PASSAGE:
▶
# Harmonic Notes



## bscott (Mar 3, 2008)

I can easily get harmonic notes on the 12th and 7th frets. I am wondering about all the other frets. Are harmonics possible on any of the other frets? Other than a light touch on top of the strings, are there other techniques that enable you to play harmonics all over the fret board?


----------



## bw66 (Dec 17, 2009)

You can usually get a harmonic at the 5th fret too. There are harmonics above the 12th fret, but they are the same pitches as the ones below. Basically harmonics are found at whole number fractions of the length of the string i.e. one half, one third and one quarter of the length of the string. Theoretically, there are harmonics at one fifth and one sixth the length of the string as well, but they are hard to find and not very strong.


----------



## Guest (Jan 31, 2015)

Tapped harmonics are fun. 'Tap' the harmonic 
(12 frets above) of a fretted string. 

[video=youtube;GLBFEcvONGI]https://www.youtube.com/watch?v=GLBFEcvONGI[/video]


----------



## Steadfastly (Nov 14, 2008)

bw66 said:


> You can usually get a harmonic at the 5th fret too. There are harmonics above the 12th fret, but they are the same pitches as the ones below. Basically_* harmonics are found at whole number fractions of the length of the string i.e. one half, one third and one quarter of the length*_ of the string. Theoretically, there are harmonics at one fifth and one sixth the length of the string as well, but they are hard to find and not very strong.


There must be a reason why that is so. Do you know the mechanics behind why that is so?


----------



## Option1 (May 26, 2012)

Steadfastly said:


> There must be a reason why that is so. Do you know the mechanics behind why that is so?


Without looking it up, I'd suggest it's due to simple wave physics. I'm sure googling would reveal a long explanation of exactly how it works.
◀
EXERCISE TASKS:
1. Answer these questions about the harmonics thread:
(a) On which two frets does the first post say harmonic notes come easily?
(b) According to bw66, at what fractions of the string length are harmonics found?
(c) How far above a fretted string does the post on tapped harmonics say to tap?
2. In the harmonics thread, take the part starting with "# Harmonic Notes" and going on through "(Dec 17, 2009)". Give it again with "fret board" swapped for "fingerboard".
3. List the name shown on each post in the harmonics thread.
The items after this point are separate from the harmonics thread.

LISTING:
▶
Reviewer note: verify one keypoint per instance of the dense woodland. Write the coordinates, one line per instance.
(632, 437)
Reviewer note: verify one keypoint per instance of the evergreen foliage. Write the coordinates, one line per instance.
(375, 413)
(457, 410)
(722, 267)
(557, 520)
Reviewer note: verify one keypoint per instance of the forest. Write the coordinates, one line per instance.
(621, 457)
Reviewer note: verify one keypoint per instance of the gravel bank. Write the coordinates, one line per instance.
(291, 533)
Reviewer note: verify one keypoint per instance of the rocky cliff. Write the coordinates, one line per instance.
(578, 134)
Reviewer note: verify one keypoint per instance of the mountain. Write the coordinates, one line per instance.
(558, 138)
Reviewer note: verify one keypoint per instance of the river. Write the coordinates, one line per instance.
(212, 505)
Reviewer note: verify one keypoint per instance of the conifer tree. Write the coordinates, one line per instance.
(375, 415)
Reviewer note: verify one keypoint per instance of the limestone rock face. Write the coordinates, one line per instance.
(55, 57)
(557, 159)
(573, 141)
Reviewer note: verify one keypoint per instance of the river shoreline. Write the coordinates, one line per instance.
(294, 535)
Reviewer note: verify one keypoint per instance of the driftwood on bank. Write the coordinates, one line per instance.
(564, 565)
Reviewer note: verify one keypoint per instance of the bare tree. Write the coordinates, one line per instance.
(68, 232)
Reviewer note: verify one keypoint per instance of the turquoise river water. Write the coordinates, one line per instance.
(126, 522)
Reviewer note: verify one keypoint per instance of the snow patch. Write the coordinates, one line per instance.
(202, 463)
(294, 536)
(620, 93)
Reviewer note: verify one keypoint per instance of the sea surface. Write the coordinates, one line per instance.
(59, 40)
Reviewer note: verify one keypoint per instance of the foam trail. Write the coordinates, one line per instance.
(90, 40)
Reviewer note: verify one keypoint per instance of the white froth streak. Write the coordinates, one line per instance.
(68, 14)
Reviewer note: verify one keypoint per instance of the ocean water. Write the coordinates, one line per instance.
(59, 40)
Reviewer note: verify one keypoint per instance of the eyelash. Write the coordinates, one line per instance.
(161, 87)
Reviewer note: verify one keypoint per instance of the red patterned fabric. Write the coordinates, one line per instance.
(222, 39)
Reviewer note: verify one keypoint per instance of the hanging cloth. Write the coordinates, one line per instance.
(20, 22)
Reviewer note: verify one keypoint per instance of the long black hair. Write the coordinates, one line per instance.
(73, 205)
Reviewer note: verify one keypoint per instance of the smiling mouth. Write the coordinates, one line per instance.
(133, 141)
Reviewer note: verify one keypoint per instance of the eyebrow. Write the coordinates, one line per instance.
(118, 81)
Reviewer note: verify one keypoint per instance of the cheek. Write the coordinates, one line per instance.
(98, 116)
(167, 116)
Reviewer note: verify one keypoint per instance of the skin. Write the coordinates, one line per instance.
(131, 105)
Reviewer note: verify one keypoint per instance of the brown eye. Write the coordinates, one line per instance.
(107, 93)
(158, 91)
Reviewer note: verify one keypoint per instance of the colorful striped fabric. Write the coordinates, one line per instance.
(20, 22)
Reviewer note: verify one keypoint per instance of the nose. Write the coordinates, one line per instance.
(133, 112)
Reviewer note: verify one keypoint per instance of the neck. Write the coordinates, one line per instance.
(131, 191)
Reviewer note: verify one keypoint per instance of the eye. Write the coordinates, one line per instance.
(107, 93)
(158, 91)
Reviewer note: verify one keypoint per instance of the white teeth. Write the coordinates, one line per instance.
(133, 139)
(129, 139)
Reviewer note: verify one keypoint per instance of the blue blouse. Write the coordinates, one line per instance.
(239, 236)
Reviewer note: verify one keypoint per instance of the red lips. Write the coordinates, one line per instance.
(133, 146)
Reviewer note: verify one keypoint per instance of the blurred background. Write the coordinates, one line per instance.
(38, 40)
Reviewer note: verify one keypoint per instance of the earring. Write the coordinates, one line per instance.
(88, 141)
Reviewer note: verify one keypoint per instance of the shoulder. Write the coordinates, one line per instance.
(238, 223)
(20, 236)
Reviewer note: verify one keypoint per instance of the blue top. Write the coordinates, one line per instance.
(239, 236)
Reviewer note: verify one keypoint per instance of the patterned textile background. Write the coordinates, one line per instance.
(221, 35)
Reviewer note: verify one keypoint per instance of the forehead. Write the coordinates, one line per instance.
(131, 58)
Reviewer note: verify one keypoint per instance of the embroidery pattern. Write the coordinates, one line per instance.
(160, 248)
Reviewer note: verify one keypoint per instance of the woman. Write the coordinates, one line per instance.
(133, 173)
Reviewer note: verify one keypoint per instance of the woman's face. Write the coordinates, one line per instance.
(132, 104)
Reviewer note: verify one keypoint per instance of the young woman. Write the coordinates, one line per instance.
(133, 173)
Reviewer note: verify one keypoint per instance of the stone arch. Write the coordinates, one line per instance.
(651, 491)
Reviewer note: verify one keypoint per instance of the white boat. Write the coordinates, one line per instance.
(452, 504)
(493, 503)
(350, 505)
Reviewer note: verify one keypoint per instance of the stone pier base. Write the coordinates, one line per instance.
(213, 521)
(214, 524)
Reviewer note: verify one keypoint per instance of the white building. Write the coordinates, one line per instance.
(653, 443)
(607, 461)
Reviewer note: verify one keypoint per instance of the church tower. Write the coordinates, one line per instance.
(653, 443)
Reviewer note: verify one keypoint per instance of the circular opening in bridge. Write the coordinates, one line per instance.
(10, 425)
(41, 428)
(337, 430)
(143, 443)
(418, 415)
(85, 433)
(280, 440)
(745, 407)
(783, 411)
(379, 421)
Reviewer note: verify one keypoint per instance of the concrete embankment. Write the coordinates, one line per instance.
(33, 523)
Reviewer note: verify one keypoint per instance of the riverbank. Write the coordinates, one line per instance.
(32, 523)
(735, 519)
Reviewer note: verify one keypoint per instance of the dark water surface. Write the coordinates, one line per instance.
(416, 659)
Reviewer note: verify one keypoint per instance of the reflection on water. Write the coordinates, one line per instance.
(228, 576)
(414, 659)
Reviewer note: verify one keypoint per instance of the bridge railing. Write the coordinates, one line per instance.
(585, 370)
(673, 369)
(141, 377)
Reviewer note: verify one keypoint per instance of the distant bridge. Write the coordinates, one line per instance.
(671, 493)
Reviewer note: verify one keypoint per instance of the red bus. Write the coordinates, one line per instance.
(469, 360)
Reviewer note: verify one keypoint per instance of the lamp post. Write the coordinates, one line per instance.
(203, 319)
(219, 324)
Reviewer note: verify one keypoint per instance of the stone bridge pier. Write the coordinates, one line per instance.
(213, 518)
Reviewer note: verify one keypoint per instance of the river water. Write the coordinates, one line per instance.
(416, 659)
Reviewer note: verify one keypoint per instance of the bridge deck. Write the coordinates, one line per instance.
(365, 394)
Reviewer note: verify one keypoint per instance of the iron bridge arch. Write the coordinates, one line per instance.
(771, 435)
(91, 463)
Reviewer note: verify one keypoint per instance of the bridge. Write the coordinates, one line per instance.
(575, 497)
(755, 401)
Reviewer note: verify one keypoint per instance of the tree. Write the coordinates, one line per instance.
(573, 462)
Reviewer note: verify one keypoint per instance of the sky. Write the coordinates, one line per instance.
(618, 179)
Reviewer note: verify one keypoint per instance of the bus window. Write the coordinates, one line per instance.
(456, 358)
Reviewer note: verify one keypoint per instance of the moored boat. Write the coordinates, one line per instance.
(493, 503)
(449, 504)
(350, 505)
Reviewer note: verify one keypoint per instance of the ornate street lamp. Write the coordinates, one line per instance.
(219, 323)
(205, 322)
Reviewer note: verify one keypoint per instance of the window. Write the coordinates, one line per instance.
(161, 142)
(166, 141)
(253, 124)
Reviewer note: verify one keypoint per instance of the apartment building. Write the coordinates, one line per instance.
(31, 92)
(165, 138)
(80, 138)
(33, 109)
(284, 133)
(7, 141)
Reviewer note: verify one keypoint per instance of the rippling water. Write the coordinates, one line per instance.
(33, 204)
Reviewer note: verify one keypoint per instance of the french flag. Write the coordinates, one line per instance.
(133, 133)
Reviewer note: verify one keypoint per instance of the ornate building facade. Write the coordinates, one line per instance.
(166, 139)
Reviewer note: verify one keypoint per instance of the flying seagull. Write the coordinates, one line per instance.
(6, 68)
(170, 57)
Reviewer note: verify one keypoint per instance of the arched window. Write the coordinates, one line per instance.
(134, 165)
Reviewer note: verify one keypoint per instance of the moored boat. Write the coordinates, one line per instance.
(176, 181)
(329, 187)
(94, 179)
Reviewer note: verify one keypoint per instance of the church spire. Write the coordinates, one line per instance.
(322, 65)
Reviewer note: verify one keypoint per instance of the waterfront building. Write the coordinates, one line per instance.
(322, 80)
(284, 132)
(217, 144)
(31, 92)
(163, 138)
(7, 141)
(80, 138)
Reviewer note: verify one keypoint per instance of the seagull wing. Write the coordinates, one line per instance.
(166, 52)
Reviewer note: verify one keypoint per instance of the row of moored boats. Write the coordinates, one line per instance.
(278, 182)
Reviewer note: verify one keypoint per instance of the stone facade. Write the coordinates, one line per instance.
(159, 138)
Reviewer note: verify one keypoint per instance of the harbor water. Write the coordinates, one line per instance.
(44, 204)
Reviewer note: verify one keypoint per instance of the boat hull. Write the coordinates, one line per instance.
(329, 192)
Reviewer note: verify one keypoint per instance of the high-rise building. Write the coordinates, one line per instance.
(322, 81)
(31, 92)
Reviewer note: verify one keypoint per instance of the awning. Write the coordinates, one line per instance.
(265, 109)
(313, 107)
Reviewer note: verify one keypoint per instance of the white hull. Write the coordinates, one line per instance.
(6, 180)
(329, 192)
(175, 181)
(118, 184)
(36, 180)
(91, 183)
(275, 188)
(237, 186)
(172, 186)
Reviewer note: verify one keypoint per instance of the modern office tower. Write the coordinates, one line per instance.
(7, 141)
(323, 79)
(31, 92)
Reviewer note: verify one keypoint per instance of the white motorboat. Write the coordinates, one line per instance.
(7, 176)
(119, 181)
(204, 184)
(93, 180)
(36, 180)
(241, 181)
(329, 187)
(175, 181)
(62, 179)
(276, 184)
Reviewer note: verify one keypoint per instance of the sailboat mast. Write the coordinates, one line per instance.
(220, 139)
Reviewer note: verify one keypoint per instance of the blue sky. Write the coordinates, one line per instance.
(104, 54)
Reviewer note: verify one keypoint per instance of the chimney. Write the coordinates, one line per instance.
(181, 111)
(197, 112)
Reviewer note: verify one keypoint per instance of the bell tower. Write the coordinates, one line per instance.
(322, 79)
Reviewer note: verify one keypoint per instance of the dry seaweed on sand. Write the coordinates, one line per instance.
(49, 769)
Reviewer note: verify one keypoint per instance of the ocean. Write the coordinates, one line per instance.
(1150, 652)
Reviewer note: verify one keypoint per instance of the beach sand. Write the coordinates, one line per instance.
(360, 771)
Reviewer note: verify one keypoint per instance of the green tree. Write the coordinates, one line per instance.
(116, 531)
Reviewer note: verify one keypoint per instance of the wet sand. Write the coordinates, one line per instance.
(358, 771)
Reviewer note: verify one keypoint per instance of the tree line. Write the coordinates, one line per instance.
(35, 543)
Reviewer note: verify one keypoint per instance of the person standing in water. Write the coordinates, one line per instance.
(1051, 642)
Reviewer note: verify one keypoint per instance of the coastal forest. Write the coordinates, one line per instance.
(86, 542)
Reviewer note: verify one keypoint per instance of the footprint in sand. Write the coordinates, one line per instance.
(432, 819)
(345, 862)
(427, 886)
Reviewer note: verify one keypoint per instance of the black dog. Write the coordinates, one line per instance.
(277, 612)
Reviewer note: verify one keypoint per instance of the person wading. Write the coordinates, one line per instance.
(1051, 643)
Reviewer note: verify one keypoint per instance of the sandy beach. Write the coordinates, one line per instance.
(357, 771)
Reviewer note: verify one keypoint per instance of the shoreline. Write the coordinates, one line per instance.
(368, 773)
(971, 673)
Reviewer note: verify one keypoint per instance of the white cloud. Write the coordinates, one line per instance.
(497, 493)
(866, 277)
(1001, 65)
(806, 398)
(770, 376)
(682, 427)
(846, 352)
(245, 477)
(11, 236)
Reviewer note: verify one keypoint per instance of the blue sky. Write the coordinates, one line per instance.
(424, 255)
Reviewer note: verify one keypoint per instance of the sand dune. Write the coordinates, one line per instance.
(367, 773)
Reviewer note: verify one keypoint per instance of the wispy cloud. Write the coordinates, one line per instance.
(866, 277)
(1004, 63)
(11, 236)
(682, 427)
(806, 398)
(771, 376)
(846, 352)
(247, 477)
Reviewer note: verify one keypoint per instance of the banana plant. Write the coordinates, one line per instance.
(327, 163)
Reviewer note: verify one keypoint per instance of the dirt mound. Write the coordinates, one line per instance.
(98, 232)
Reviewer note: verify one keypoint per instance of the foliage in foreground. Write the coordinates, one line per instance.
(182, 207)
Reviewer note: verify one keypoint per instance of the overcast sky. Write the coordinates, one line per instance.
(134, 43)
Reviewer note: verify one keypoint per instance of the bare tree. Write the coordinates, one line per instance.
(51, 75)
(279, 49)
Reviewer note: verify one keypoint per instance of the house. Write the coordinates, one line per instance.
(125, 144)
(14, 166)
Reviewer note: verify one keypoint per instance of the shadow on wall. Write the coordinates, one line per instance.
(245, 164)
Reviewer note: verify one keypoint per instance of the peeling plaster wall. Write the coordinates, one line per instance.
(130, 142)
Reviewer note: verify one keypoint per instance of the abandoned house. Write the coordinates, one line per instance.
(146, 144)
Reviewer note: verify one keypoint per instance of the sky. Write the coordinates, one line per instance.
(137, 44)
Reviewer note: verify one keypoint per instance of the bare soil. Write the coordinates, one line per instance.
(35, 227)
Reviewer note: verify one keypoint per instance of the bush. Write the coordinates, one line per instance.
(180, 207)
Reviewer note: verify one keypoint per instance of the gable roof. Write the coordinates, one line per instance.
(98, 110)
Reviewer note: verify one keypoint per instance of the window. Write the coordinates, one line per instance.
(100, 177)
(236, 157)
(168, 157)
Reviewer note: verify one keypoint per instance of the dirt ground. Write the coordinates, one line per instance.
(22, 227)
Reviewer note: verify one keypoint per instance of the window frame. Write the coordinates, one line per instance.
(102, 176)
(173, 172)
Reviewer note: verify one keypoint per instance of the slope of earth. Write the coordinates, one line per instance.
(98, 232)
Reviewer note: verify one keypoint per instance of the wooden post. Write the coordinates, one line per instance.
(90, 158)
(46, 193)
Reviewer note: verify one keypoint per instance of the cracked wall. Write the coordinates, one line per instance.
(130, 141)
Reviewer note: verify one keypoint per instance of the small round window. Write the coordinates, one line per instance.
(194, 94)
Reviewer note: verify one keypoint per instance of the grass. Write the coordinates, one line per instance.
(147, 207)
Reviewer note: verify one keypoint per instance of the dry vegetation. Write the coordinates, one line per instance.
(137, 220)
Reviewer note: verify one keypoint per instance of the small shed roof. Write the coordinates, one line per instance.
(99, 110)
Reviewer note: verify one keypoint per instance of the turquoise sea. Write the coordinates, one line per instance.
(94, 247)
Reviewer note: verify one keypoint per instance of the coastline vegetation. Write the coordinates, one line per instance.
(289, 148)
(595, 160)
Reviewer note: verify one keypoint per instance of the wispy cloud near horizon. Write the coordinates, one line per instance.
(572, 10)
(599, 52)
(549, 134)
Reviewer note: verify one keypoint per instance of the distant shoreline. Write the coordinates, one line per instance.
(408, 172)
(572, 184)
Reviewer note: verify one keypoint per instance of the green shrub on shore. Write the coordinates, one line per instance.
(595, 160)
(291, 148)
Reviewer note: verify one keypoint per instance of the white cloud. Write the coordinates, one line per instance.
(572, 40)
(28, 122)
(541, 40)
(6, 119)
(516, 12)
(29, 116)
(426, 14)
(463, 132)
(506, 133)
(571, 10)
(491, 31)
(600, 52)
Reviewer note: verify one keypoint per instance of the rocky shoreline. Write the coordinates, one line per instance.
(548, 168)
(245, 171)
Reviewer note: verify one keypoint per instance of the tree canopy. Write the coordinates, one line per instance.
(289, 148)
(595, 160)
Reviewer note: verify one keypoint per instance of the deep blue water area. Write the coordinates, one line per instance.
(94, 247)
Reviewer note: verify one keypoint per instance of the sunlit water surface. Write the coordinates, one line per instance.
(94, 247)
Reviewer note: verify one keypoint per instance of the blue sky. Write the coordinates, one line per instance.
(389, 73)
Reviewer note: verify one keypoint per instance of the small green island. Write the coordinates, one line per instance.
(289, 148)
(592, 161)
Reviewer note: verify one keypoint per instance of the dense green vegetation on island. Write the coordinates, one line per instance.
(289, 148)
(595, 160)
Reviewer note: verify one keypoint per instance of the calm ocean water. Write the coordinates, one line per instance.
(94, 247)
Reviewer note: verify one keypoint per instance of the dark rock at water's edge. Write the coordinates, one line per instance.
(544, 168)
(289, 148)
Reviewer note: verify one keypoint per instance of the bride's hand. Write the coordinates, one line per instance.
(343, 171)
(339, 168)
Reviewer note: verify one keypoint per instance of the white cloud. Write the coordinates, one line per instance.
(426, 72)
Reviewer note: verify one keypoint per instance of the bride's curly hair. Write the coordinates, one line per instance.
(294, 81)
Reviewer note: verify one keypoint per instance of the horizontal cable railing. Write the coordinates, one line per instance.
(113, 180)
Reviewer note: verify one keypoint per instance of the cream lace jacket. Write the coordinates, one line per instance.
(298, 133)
◀
EXERCISE SOLUTIONS:
1.
(a) The 12th and 7th frets.
(b) One half, one third and one quarter of the length of the string.
(c) 12 frets above.

2.
# Harmonic Notes



## bscott (Mar 3, 2008)

I can easily get harmonic notes on the 12th and 7th frets. I am wondering about all the other frets. Are harmonics possible on any of the other frets? Other than a light touch on top of the strings, are there other techniques that enable you to play harmonics all over the fingerboard?


----------



## bw66 (Dec 17, 2009)

3. bscott, bw66, Guest, Steadfastly, Option1